Aim of the exercise: Recast all of the material below as a numbered list with one entry per line. Omit blank lines and pictures.

[begin Data]

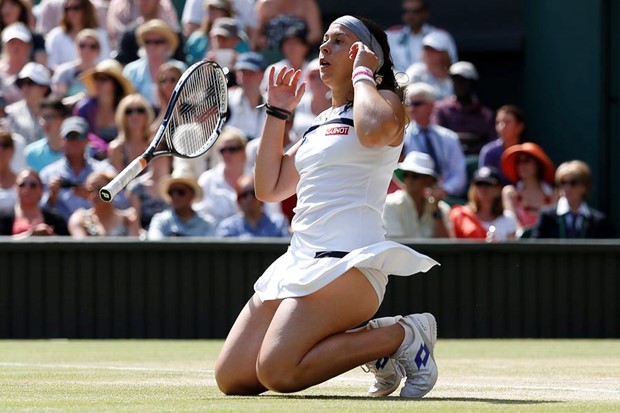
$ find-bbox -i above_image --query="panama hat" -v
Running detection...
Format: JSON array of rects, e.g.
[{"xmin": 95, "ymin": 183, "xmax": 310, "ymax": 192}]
[
  {"xmin": 500, "ymin": 142, "xmax": 555, "ymax": 184},
  {"xmin": 136, "ymin": 19, "xmax": 179, "ymax": 50},
  {"xmin": 159, "ymin": 165, "xmax": 202, "ymax": 203},
  {"xmin": 80, "ymin": 59, "xmax": 134, "ymax": 97},
  {"xmin": 394, "ymin": 151, "xmax": 438, "ymax": 182}
]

[end Data]

Completed task:
1. $ find-bbox -i above_image --query="panama hat" -v
2. Running detection...
3. Format: JSON array of rects, e.g.
4. [{"xmin": 95, "ymin": 183, "xmax": 310, "ymax": 192}]
5. [
6.   {"xmin": 500, "ymin": 142, "xmax": 555, "ymax": 184},
7.   {"xmin": 136, "ymin": 19, "xmax": 179, "ymax": 50},
8.   {"xmin": 159, "ymin": 165, "xmax": 202, "ymax": 203},
9.   {"xmin": 80, "ymin": 59, "xmax": 134, "ymax": 97},
10.   {"xmin": 394, "ymin": 151, "xmax": 438, "ymax": 182}
11. ]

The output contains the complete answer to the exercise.